**Requests**
a) From the Iran 2014 events page, list every office in the incumbents section together with the person who held it.
b) According to the Iran 2014 events page, what happened to an Iranian diplomat in Sana'a on January 18?
c) Extend the page on 2014 events in Iran past its final entry, keeping the same timeline format.

**Page**
Events in the year 2014 in the Islamic Republic of Iran.

Incumbents
 Supreme Leader – Ali Khamenei
 President – Hassan Rouhani
 Vice President – Eshaq Jahangiri 
 Speaker of Parliament – Ali Larijani
 Chief Justice – Sadeq Larijani

Events

January
 January 18 – An Iranian diplomat is killed in Yemen's capital Sana'a when he resisted gunmen who were trying to kidnap him near the ambassador's residence.
 January 20 
The United States rejects the invitation of Iran by the United Nations in peace talks involving Syria.
Certain sanctions against Iran are lifted by the European Union and the United States through a nuclear deal.
Implementation of the six-month Geneva interim agreement on the Iranian nuclear program begins.

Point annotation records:
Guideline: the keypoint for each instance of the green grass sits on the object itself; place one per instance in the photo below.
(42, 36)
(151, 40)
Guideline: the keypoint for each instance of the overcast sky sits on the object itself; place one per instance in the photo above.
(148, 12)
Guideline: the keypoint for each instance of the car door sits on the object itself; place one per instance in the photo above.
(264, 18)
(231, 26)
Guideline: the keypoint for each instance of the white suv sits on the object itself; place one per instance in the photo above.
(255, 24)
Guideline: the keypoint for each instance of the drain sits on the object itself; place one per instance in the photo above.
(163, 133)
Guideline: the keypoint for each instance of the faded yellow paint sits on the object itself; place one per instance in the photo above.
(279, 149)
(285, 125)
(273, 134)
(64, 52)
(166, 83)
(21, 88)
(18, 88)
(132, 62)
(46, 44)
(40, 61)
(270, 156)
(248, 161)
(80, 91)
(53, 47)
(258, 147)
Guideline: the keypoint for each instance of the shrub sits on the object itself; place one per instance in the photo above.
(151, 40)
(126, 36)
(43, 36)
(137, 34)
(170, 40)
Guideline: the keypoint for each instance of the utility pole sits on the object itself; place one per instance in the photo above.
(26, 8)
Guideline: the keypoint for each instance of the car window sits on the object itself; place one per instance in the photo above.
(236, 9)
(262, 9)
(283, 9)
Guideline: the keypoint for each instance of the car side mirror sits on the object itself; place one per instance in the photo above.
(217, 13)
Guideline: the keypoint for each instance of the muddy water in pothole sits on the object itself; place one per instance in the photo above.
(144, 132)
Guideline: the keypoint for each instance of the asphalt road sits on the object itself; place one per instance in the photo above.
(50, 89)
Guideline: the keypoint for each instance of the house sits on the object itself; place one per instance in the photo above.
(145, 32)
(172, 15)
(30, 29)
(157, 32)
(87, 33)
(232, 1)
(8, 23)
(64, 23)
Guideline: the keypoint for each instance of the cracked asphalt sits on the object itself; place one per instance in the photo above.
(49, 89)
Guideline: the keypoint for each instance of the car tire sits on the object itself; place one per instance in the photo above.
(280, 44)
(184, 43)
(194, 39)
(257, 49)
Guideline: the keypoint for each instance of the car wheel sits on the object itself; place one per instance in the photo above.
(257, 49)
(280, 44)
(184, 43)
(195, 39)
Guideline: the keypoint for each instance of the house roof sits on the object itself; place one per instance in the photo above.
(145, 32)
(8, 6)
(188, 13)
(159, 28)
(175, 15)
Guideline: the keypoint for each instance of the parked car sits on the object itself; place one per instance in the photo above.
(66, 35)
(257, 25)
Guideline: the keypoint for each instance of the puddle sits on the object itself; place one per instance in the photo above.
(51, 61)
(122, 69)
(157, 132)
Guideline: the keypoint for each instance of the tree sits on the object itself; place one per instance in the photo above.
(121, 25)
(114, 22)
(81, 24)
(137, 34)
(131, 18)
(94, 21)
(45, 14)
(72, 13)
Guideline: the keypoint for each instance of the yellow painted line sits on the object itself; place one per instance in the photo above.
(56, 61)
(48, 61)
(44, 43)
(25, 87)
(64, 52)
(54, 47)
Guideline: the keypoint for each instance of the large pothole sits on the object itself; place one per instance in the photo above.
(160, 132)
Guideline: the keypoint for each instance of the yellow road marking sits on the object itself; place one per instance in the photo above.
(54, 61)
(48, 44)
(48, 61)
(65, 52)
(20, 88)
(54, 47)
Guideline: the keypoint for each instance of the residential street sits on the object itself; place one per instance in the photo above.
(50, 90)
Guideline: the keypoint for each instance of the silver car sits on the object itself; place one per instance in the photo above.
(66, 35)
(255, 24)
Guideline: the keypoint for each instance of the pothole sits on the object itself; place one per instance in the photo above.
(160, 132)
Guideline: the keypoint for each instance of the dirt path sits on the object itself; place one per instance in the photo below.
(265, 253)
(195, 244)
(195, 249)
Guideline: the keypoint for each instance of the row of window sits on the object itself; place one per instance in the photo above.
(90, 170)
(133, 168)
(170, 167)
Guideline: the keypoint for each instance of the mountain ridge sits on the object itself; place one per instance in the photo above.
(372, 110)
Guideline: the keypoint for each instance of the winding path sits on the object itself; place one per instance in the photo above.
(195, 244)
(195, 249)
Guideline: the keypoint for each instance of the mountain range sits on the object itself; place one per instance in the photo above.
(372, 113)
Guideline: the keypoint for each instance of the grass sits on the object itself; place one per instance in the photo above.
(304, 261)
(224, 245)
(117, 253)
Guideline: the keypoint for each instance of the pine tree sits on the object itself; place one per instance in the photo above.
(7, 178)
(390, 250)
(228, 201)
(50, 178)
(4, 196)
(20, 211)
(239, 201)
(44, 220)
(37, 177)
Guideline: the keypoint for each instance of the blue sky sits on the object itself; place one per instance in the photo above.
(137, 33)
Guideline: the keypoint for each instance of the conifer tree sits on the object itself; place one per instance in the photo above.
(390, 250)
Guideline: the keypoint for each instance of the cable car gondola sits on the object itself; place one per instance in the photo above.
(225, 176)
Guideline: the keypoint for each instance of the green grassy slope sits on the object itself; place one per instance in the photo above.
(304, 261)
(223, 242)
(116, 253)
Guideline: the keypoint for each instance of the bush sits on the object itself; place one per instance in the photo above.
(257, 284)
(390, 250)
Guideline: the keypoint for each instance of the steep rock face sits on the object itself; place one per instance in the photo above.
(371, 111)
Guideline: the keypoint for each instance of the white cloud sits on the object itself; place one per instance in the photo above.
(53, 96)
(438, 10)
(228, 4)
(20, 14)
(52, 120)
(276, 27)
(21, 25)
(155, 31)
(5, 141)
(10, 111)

**Results of the exercise**
a)
Supreme Leader – Ali Khamenei
President – Hassan Rouhani
Vice President – Eshaq Jahangiri
Speaker of Parliament – Ali Larijani
Chief Justice – Sadeq Larijani

b) He was killed when he resisted gunmen who were trying to kidnap him near the ambassador's residence.

c)
 January 30 – Mohammad-Ali Najafi resigns as Head of Iran's Cultural Heritage, Handcrafts and Tourism Organization, marking the first change in President Rouhani's cabinet.

February
 February 9 – Iranian officials say that two Iranian Navy warships will be travelling very close to the United States' maritime border in the Atlantic Ocean.
 February 9 – Iran agrees to a United Nations plan to address suspicions that they are working on designing an atomic weapon.
 February 17 – Iran's ambassador to Russia says that Russia could build a second reactor at Iran's Bushehr nuclear power plant in exchange for Iranian oil, under an oil-for-goods deal being negotiated that has alarmed the United States.

March
 March 5 – The Israel Defense Forces captures an Iranian ship carrying long-range artillery rockets to Palestinians in the Gaza Strip.

May
 May 21 – Six Iranians that were arrested have been released in Tehran after releasing a fan video set to Pharrell Williams' "Happy", sparking outcries over the internet.
 May 22 – Negotiations between Iran and Russia regarding the building of two additional nuclear reactors at Iran's Bushehr power plant take place.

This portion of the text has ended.